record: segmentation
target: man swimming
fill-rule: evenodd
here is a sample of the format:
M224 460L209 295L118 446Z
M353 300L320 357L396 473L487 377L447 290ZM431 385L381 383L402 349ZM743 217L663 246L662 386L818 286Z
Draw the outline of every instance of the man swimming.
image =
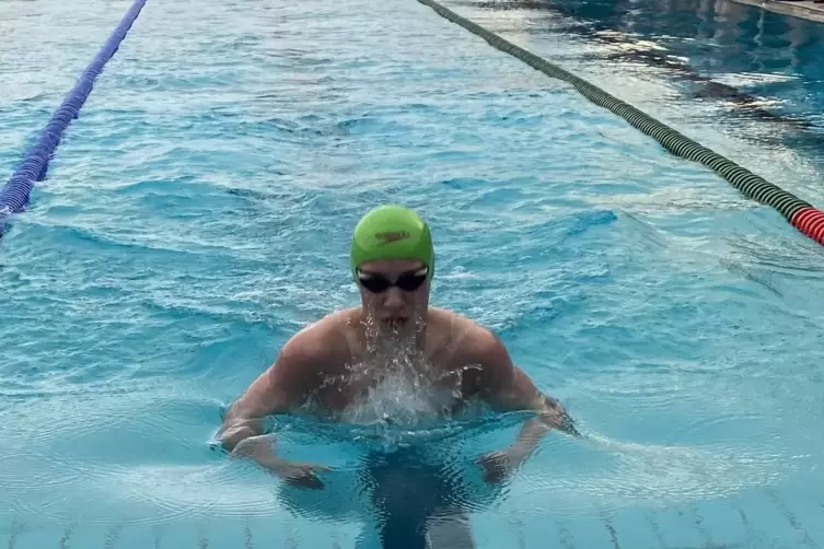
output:
M487 481L507 477L550 429L578 434L561 405L535 387L490 330L429 305L434 249L429 226L414 211L392 205L367 213L355 227L350 262L361 306L329 314L287 341L225 413L219 440L232 455L289 482L321 488L315 471L323 467L280 458L264 437L263 420L309 404L340 417L397 374L392 363L399 353L413 357L406 374L413 370L416 386L422 384L444 412L472 399L495 410L536 412L512 446L478 460Z

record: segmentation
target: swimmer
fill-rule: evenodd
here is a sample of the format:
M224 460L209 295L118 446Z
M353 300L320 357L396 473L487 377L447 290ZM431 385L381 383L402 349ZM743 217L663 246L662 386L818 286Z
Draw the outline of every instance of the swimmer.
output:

========================

**SET EXERCISE:** Present the lines above as a Markdown table with the columns "No." and "Line". Give each nonblank line its own row, skip blank lines, and leave the pictures out.

**COMPLETED EXERCISE:**
| No. | Line |
|---|---|
| 1 | record: segmentation |
| 2 | target: man swimming |
| 3 | fill-rule: evenodd |
| 4 | here is a sample of the format: |
| 5 | M224 460L209 295L118 446Z |
| 6 | M353 300L320 357L396 473L487 377L447 290ZM431 385L381 383L402 349ZM743 217L663 246L662 386L818 286Z |
| 7 | Draw the outline of every instance of the man swimming. |
| 8 | image = |
| 9 | output: |
| 10 | M487 481L507 477L550 429L578 434L561 405L535 387L490 330L429 305L434 249L429 226L414 211L392 205L367 213L355 227L350 262L361 306L329 314L287 341L225 413L219 440L232 455L289 482L321 488L315 471L323 467L280 458L264 437L263 420L309 404L340 417L397 374L392 363L399 353L413 357L406 374L413 370L416 386L422 384L444 412L472 399L495 410L536 412L512 446L478 460Z |
| 11 | record: segmentation |
| 12 | target: swimmer |
| 13 | fill-rule: evenodd |
| 14 | here is a sample of the format: |
| 15 | M224 460L209 295L118 446Z |
| 16 | M353 300L320 357L396 473L487 377L447 290ZM431 385L381 383L402 349ZM743 217L663 246L662 386L818 286Z |
| 17 | Draw the outline of every instance of the swimmer. |
| 18 | output: |